▸ **What you have to do**
Reproduce all of the data exactly, with no line skipped.

▸ **Dataset extract**
▼

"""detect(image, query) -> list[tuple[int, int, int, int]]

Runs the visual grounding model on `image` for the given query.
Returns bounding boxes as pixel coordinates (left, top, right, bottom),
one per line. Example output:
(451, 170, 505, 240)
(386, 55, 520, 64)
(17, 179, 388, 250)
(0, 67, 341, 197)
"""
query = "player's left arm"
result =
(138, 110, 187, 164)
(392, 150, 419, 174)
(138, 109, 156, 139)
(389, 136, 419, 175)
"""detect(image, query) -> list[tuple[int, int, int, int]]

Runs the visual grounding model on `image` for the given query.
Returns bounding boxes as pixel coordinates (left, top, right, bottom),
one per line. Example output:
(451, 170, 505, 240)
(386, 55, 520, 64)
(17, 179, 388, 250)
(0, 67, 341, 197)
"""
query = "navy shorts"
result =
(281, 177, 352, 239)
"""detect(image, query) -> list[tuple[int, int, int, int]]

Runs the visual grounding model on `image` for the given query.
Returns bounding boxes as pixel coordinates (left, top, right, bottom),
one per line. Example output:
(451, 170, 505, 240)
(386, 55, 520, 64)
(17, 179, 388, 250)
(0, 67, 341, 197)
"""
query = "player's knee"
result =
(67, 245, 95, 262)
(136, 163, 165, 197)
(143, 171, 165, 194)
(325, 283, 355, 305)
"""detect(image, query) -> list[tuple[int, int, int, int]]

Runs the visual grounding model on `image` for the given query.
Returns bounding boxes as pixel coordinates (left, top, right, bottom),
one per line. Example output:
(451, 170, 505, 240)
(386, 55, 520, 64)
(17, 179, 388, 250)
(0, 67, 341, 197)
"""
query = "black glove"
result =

▲

▸ **Result of this task**
"""detect(image, query) -> list[tuple[int, int, int, int]]

Runs the visual grounding model on `image` for the given query.
Returns bounding boxes as pixel coordinates (left, top, right, bottom),
one per line. Example output:
(451, 170, 505, 240)
(386, 55, 520, 64)
(17, 179, 388, 250)
(0, 67, 341, 197)
"""
query = "player's left arm"
result =
(138, 110, 187, 164)
(392, 150, 419, 174)
(138, 109, 156, 139)
(389, 136, 419, 175)
"""detect(image, query) -> list[tuple[int, int, int, int]]

Runs the visual grounding model on `image` for the given query.
Returns bounding boxes as pixel coordinates (left, top, right, bottom),
one per line. Example output:
(451, 170, 505, 240)
(386, 55, 520, 64)
(17, 179, 388, 250)
(0, 67, 341, 197)
"""
query = "navy shorts"
result =
(281, 177, 352, 239)
"""detect(image, query) -> list[tuple[int, int, int, int]]

Runs the visual grounding model on `image` for the given query.
Returns bounding boxes as pixel coordinates (left, top, right, bottom),
one per line. Example output:
(451, 170, 505, 240)
(386, 55, 520, 64)
(17, 179, 388, 250)
(0, 67, 341, 197)
"""
query = "player's knee"
result =
(67, 245, 95, 262)
(136, 163, 165, 197)
(143, 171, 165, 194)
(325, 283, 355, 305)
"""detect(image, query) -> list[tuple[int, int, int, int]]

Runs the visual grounding model on `image` for the given query.
Returns bounding boxes as pixel coordinates (left, top, right, bottom),
one per line. Example output:
(451, 170, 505, 240)
(386, 55, 520, 64)
(17, 179, 388, 250)
(0, 67, 341, 197)
"""
query = "black glove"
result =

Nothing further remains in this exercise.